Items from a data source
.....

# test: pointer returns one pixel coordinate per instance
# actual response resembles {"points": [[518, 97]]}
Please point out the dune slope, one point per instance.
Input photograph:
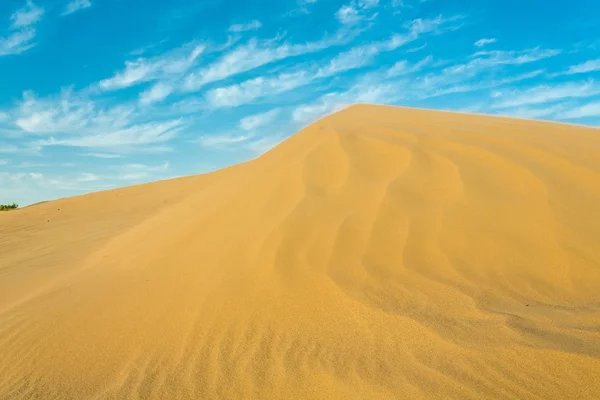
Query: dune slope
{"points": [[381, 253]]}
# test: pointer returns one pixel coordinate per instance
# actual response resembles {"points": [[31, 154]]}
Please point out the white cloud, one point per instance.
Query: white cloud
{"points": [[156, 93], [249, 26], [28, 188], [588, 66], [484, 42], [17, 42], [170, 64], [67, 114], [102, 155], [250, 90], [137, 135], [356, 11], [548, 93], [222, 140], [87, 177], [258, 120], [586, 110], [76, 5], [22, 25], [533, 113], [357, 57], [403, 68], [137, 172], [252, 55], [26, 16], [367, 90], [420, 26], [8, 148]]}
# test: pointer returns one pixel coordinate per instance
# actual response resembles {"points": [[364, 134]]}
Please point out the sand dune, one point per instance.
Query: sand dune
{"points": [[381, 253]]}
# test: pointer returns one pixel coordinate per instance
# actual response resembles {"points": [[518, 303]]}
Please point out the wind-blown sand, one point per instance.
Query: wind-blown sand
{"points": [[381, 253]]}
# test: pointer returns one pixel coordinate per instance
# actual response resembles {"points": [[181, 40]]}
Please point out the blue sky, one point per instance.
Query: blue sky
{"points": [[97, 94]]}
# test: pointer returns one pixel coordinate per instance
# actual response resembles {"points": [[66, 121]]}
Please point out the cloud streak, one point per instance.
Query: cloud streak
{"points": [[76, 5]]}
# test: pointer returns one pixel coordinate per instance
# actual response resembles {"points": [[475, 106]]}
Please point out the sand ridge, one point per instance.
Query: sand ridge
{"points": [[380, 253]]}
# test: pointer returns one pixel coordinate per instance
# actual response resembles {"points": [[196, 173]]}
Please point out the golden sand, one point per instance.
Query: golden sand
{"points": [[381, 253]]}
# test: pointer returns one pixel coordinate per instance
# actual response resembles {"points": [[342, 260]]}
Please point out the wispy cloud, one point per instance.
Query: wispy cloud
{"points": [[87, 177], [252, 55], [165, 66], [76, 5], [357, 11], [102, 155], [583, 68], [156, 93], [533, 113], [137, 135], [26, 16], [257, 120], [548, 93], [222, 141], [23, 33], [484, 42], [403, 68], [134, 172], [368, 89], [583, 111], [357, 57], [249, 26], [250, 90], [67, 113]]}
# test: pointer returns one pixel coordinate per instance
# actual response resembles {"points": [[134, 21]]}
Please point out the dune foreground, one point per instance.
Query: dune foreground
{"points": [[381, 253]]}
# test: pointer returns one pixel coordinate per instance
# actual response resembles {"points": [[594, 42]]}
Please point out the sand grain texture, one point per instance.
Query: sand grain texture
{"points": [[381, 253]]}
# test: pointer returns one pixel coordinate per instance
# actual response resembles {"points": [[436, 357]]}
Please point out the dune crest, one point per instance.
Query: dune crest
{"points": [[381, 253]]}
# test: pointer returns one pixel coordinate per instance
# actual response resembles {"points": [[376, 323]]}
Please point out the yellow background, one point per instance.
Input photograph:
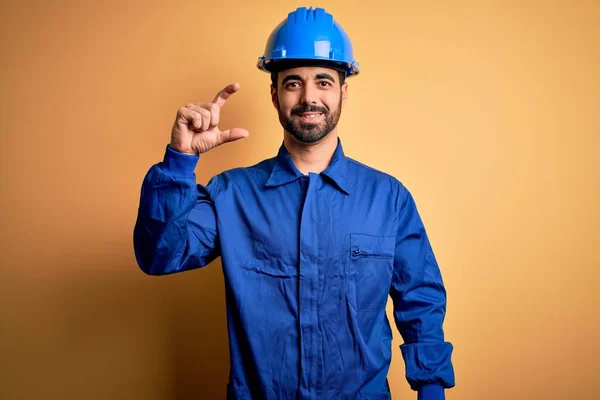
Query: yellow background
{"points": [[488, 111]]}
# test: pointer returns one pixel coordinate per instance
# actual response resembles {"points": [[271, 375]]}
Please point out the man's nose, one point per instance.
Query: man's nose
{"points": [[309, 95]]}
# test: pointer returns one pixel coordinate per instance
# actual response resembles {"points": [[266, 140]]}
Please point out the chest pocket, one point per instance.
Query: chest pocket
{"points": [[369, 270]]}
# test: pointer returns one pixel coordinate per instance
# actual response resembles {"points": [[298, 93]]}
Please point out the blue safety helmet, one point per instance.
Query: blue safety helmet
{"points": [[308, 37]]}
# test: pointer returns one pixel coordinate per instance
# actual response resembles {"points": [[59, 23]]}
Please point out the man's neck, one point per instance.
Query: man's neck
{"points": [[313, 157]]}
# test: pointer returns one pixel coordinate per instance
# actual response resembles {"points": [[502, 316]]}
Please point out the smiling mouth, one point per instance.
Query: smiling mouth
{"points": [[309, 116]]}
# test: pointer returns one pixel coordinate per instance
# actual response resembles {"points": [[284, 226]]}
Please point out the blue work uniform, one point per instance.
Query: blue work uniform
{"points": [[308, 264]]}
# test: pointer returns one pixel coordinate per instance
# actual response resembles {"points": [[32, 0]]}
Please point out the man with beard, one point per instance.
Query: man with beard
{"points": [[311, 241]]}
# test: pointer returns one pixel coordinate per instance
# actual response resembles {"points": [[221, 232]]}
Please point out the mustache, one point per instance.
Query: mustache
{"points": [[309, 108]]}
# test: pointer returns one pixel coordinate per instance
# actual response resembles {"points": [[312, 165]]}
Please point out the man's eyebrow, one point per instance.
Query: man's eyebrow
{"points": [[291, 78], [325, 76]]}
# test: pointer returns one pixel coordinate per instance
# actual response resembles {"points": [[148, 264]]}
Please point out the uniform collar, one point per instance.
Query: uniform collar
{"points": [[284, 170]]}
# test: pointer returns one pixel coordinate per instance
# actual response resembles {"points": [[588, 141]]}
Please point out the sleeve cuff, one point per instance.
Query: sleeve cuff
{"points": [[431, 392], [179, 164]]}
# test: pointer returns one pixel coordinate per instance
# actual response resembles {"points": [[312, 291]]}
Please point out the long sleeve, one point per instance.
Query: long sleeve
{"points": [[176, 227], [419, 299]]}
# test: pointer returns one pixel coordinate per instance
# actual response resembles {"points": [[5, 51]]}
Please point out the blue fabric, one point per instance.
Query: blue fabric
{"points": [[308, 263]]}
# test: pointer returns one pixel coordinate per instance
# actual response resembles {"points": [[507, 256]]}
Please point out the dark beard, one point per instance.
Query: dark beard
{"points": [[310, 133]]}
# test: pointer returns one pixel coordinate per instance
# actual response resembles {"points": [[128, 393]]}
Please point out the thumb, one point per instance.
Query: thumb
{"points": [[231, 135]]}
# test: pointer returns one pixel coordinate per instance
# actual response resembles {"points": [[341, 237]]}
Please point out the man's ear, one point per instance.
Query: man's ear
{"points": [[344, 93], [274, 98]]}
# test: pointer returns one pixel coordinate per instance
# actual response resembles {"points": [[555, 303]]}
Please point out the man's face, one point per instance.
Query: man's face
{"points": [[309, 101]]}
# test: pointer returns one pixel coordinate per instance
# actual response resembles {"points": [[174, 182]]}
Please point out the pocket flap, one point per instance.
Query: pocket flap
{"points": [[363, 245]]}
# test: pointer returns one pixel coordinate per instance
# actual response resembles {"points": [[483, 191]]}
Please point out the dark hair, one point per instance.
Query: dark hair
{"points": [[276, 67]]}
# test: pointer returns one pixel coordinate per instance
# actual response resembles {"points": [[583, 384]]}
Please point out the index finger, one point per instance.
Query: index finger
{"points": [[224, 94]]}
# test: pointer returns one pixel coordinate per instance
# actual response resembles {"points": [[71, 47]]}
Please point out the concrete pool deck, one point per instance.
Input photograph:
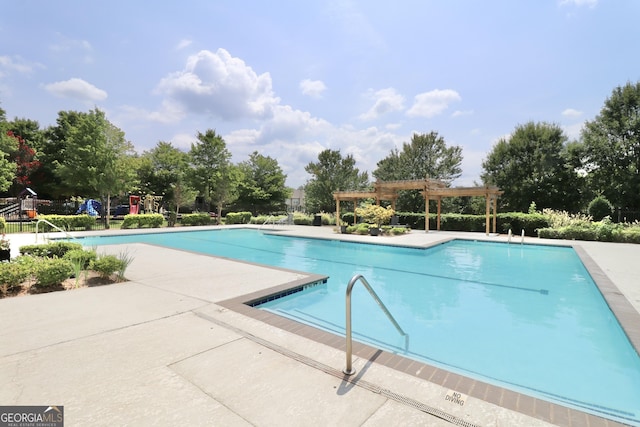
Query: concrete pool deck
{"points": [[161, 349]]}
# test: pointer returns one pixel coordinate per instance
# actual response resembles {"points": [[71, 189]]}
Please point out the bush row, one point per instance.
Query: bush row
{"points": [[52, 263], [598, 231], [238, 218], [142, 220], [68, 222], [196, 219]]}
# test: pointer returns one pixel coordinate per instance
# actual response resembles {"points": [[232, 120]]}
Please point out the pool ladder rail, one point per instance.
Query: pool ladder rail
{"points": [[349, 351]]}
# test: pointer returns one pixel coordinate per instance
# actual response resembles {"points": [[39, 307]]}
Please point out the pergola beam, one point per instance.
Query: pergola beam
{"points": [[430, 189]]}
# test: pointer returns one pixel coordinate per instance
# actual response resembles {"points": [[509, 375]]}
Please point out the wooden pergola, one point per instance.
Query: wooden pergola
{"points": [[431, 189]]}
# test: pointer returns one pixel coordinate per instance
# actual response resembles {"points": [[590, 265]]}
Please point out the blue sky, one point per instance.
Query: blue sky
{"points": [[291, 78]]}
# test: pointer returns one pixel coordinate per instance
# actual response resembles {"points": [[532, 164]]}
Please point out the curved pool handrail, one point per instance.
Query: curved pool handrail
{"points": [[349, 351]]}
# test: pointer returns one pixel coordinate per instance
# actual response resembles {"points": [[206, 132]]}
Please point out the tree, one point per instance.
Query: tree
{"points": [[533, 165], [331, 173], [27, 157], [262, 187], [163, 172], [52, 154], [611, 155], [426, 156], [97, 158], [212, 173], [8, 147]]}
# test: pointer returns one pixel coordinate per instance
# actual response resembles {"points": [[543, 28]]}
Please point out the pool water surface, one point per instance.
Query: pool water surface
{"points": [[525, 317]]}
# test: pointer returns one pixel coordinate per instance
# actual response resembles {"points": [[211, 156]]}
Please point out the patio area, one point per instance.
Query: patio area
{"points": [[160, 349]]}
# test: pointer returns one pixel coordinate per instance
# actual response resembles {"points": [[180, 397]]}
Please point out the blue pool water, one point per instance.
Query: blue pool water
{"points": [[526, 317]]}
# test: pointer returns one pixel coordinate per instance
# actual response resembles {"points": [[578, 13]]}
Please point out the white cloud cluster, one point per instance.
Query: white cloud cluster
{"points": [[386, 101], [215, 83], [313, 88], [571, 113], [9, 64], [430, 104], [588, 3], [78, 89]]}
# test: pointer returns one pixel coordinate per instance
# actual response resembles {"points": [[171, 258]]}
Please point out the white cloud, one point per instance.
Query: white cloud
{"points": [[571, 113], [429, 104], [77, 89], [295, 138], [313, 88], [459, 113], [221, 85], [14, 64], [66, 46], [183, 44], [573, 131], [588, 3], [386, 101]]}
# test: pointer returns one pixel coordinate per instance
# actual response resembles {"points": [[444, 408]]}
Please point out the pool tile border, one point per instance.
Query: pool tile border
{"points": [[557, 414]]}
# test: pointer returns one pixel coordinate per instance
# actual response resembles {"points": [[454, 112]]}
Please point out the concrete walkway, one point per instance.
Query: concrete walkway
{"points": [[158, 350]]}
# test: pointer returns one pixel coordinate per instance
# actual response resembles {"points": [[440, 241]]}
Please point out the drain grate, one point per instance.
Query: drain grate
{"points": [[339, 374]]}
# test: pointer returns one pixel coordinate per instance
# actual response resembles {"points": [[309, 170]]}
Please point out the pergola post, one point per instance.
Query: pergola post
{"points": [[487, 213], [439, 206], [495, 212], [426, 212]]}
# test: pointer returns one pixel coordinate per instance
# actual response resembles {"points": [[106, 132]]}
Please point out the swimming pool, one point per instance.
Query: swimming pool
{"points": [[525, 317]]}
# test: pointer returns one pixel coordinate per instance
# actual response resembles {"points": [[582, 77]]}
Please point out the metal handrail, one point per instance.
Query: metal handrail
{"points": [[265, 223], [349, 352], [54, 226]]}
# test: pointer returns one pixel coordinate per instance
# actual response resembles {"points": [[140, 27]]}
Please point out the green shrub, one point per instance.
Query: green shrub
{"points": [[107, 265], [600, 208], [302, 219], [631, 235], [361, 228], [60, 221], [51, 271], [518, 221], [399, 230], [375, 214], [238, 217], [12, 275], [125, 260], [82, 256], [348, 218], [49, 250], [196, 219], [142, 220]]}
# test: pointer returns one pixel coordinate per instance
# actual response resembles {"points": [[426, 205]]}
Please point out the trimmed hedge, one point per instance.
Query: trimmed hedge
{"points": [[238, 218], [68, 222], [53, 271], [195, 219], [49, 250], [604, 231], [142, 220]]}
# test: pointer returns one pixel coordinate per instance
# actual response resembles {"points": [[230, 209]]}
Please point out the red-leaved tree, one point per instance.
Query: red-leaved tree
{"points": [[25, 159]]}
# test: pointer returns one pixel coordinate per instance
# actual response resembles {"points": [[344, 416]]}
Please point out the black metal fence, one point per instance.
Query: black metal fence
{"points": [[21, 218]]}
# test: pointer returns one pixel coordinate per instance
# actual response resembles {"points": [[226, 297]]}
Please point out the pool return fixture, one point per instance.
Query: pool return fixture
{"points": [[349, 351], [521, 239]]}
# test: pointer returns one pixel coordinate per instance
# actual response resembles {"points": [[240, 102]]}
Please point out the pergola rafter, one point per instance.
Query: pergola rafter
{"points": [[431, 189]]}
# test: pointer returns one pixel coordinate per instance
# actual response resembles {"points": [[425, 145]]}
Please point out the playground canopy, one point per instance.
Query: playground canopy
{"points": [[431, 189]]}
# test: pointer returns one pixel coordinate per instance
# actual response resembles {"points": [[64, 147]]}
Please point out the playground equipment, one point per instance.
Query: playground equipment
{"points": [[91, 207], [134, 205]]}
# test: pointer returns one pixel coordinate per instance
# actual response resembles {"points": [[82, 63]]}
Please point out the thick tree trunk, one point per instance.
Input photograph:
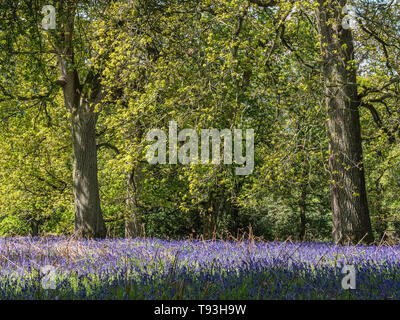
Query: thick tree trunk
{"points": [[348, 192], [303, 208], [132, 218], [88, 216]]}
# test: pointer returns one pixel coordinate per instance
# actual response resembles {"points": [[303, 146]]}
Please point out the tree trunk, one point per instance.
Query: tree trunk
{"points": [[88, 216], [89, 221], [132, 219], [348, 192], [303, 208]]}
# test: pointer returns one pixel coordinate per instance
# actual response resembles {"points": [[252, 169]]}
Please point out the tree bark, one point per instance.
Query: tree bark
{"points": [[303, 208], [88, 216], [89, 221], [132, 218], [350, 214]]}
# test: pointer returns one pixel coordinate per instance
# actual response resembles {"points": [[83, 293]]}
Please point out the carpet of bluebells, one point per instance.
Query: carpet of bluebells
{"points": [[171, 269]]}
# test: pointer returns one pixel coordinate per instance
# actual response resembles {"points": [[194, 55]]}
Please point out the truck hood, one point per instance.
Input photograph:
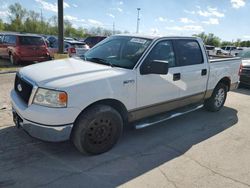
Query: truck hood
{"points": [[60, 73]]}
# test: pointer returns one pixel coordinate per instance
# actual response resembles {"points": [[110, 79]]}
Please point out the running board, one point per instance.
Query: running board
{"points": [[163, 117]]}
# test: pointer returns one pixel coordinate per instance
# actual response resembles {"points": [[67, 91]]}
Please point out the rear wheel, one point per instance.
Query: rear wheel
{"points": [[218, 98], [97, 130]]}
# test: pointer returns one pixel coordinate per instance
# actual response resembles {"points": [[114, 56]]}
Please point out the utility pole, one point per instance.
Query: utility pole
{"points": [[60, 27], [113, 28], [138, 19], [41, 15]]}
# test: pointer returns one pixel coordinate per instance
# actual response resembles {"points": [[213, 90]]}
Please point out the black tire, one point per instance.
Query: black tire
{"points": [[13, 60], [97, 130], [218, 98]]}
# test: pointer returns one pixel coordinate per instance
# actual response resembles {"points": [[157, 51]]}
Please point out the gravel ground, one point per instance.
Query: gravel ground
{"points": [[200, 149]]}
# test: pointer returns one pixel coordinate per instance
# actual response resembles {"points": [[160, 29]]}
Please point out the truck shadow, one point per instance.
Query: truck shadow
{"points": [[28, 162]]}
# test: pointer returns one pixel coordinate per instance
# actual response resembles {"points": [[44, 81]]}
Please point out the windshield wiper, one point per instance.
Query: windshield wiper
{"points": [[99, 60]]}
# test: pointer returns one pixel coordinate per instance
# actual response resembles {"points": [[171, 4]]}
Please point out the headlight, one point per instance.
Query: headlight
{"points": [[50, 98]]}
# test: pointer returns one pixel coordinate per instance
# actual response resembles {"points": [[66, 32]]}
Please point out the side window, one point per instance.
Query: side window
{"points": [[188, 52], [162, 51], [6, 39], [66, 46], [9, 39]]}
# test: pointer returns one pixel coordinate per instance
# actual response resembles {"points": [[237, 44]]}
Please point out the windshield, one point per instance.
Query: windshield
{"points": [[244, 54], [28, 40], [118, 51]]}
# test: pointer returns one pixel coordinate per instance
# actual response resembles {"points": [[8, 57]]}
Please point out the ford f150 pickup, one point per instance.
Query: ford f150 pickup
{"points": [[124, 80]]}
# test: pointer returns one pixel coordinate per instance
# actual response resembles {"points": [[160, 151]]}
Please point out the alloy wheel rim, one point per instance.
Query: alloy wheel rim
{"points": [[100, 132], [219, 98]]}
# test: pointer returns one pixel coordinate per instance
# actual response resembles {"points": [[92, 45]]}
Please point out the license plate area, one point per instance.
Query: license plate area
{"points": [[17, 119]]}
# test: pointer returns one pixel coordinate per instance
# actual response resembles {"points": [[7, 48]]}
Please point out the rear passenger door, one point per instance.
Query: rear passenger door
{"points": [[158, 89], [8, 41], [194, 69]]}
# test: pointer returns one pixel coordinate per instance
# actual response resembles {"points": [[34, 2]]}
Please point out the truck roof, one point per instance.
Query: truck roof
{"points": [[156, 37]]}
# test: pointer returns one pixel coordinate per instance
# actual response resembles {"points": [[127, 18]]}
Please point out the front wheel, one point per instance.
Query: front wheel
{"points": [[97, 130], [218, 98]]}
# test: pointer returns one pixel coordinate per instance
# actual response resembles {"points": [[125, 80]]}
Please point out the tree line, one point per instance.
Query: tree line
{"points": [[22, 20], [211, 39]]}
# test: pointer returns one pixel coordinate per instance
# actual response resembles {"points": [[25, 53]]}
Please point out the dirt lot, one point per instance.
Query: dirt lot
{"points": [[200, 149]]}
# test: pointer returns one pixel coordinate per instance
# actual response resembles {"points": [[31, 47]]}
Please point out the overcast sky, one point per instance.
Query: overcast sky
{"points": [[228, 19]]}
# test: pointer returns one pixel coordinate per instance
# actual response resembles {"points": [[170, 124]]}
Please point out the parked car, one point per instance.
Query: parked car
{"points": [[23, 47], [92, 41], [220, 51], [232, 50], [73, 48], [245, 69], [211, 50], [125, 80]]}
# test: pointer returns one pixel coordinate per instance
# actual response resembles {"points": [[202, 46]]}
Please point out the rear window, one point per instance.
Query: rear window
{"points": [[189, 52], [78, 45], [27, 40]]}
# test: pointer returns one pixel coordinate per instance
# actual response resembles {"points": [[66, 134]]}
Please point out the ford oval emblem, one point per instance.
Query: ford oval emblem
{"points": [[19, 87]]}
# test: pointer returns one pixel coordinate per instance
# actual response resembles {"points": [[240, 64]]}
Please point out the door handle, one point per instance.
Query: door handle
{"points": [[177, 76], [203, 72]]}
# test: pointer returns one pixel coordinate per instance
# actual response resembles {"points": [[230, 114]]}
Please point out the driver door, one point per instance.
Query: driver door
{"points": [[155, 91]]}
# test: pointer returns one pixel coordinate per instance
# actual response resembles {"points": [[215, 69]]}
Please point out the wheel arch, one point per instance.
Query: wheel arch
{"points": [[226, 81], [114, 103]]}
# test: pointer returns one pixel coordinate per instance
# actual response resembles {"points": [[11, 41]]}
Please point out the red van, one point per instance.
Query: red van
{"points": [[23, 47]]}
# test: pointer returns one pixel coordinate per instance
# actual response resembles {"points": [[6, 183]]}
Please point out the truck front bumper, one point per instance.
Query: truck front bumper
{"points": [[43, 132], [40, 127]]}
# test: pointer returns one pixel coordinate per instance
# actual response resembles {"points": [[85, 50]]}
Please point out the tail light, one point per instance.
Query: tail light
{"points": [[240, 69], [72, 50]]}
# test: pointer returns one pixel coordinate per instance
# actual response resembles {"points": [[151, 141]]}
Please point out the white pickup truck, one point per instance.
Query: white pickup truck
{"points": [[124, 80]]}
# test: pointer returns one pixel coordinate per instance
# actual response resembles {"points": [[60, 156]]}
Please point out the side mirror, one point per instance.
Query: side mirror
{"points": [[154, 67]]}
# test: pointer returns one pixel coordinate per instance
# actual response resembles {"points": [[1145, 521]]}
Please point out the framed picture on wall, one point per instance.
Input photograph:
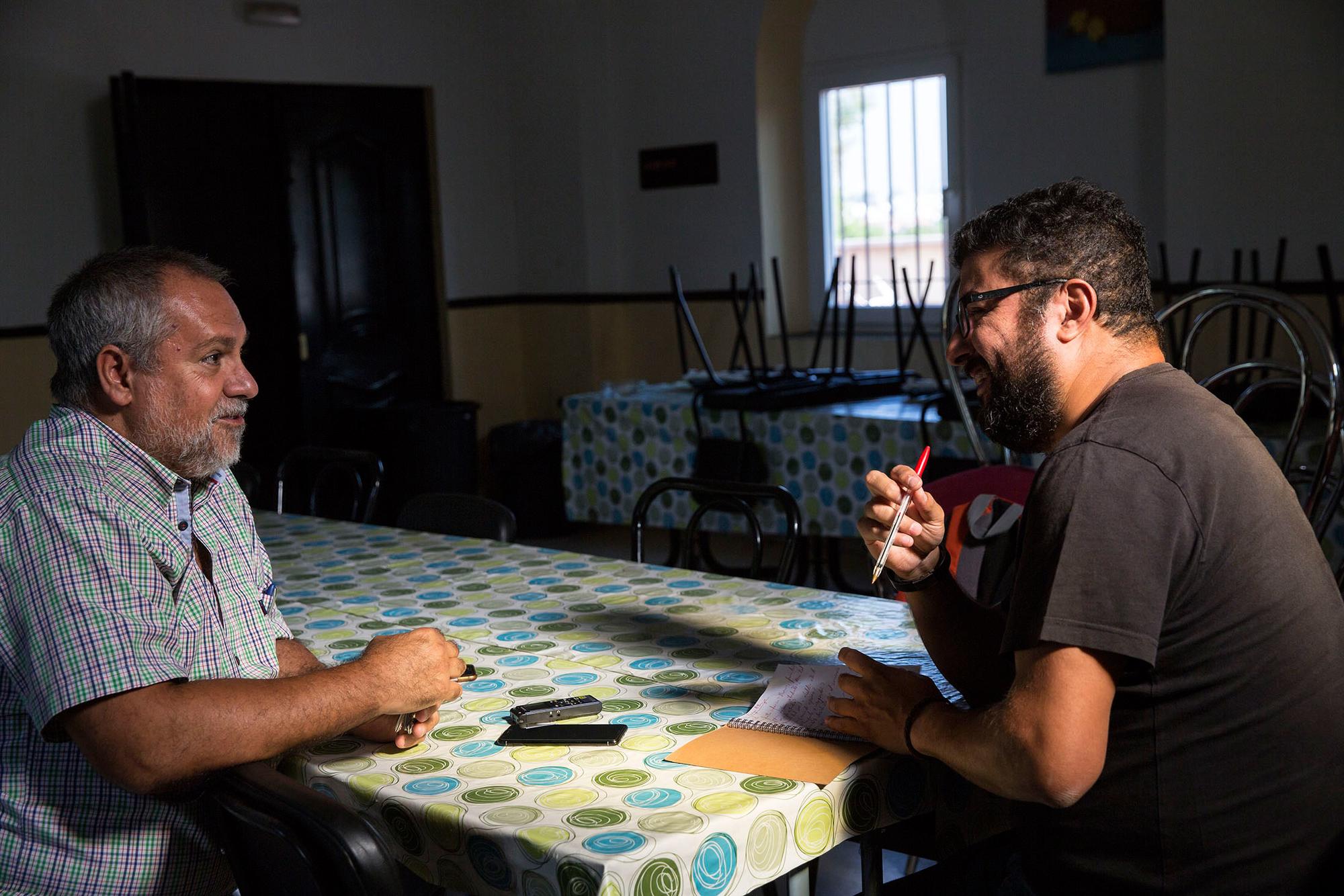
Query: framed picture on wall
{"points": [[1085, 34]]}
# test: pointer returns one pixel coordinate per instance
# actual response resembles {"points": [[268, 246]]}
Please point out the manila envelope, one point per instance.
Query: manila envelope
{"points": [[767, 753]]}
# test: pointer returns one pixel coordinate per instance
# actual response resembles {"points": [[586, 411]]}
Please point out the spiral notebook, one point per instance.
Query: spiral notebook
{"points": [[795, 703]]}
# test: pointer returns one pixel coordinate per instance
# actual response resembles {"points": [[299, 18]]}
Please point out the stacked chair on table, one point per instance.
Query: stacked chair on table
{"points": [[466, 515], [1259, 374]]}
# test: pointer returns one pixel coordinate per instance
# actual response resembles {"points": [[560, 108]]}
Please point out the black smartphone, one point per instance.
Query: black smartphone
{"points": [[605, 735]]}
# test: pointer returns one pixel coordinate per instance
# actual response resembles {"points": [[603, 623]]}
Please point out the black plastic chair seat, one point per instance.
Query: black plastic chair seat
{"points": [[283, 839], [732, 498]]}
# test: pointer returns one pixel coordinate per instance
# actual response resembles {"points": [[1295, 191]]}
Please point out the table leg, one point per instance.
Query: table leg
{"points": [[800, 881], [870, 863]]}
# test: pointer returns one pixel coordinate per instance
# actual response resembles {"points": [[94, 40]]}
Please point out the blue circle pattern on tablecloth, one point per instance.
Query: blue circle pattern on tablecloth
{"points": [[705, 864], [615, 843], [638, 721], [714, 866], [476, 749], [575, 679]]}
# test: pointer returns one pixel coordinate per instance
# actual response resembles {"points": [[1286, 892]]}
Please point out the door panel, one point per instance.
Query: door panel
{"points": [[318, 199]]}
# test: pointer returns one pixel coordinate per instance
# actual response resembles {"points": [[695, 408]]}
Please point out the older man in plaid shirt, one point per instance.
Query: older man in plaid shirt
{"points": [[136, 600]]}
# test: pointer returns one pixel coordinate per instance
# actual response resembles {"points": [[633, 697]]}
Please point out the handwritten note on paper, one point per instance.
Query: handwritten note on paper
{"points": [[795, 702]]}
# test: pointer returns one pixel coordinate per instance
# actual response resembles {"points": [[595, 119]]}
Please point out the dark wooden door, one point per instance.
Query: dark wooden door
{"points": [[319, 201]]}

.....

The request ->
Pull out every line of the listing that contains the string "index", treating uppercase and lowercase as different.

Completed exercise ->
Please point out the index finger, one point per instance.
Query: index finger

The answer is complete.